→ The problem
Retype precisely the section of the data that starts at the line containing "If you could pick out the dark" and runs to its final line, ends included.

→ Record set
__________________________________________________

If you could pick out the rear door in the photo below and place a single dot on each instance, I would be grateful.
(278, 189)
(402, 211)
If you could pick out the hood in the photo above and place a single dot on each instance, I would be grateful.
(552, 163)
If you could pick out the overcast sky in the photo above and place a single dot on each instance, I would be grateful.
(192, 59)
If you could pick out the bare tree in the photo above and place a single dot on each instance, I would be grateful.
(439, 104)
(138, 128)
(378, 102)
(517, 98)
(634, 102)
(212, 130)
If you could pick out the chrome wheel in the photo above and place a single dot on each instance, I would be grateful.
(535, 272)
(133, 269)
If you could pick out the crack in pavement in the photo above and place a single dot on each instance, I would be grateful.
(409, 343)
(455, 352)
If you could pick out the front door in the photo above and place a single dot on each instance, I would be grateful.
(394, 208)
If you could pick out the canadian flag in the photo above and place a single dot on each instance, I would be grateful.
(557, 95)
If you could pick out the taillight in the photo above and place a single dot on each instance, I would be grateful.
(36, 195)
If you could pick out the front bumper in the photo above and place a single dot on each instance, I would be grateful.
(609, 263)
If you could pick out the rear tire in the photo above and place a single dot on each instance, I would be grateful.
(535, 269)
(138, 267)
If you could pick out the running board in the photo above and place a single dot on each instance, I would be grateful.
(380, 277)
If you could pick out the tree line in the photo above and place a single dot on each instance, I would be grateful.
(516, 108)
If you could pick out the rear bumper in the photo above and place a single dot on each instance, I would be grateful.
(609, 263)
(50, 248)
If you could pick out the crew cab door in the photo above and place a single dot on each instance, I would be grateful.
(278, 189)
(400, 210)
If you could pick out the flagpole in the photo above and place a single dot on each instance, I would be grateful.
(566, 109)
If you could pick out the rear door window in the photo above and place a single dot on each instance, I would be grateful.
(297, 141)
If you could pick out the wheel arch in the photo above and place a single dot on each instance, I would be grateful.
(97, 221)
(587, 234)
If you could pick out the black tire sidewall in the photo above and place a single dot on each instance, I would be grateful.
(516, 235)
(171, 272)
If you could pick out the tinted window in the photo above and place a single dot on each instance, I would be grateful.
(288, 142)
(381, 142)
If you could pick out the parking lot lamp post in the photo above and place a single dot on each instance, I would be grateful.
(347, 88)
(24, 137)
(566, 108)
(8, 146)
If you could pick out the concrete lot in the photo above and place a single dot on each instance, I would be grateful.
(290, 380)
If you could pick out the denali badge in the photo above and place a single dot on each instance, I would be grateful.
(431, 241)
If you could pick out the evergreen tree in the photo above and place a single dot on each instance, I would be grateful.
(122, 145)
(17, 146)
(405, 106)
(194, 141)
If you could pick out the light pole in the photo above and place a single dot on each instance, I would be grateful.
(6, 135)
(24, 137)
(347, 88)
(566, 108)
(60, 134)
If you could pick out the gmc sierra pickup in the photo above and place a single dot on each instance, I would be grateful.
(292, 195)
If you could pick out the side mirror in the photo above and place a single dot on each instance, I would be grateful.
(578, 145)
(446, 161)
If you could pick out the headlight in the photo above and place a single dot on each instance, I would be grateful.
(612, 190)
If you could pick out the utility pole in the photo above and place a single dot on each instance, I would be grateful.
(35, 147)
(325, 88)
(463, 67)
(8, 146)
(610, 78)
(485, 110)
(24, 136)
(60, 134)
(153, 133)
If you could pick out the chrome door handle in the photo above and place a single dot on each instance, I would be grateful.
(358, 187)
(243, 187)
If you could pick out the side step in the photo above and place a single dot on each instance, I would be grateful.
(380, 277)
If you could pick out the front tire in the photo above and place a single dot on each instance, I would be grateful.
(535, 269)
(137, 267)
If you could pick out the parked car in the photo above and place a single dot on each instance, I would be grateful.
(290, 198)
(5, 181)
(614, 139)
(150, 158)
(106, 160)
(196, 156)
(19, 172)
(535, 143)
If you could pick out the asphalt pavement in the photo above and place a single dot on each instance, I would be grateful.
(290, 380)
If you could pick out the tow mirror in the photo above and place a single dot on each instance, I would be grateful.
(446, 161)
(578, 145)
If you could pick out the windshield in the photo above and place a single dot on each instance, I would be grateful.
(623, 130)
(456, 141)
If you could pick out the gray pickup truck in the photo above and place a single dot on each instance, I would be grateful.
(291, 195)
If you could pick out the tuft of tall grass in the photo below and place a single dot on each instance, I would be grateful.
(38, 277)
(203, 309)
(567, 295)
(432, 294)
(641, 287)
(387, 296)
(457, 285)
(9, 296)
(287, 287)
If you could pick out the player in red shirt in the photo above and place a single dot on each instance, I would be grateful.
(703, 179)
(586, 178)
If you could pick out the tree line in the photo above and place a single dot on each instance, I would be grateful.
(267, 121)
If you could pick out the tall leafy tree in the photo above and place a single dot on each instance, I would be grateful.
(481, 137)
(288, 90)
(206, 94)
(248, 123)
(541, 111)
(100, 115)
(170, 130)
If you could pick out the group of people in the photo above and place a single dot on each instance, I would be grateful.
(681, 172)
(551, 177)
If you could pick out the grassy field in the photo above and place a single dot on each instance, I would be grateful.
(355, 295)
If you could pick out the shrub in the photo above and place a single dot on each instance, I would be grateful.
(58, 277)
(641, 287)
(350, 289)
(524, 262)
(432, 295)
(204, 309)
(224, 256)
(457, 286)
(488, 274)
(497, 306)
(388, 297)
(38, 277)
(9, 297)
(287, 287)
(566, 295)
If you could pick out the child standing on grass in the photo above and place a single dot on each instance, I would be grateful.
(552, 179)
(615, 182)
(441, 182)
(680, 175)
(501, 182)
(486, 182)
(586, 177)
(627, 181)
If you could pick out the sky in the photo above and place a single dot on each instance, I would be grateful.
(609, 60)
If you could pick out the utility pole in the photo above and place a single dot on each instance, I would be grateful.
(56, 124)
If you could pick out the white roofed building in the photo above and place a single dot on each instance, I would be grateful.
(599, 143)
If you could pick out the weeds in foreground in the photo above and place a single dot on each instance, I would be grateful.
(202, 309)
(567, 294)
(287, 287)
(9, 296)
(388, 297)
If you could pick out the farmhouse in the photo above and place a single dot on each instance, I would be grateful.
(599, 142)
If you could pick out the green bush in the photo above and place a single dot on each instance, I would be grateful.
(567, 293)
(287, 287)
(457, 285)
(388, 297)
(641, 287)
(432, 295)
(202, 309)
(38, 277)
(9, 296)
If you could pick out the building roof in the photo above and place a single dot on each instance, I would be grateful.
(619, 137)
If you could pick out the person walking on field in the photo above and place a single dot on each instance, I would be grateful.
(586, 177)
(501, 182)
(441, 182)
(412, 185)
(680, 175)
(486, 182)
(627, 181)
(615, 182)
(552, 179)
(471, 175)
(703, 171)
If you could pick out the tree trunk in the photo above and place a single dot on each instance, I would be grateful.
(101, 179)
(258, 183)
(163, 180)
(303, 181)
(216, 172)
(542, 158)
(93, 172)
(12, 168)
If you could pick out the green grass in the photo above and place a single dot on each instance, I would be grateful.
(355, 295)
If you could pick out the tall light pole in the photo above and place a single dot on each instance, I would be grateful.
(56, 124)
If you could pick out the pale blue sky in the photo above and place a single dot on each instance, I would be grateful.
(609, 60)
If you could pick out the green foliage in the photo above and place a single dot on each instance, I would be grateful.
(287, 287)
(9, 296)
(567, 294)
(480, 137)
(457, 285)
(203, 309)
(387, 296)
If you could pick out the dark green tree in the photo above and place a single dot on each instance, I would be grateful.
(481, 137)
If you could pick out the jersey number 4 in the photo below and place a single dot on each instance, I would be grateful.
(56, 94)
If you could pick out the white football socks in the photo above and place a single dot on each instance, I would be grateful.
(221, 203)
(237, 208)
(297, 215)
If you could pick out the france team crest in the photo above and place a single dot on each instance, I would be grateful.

__________________________________________________

→ Full response
If you could pick out the dark green tree in the photo above and place a single dot on each instance, I would be grateful.
(481, 137)
If you could pick out the jersey number 4 in the photo below and place a single dot on each instance, I would be grateful.
(56, 94)
If you could pick out the white football socks in the photo above and place a single dot on each instance, I would be grateful.
(221, 203)
(237, 208)
(297, 215)
If you could pick out the france team crest in the photo above and place a single dot on each instance, I would be grateful.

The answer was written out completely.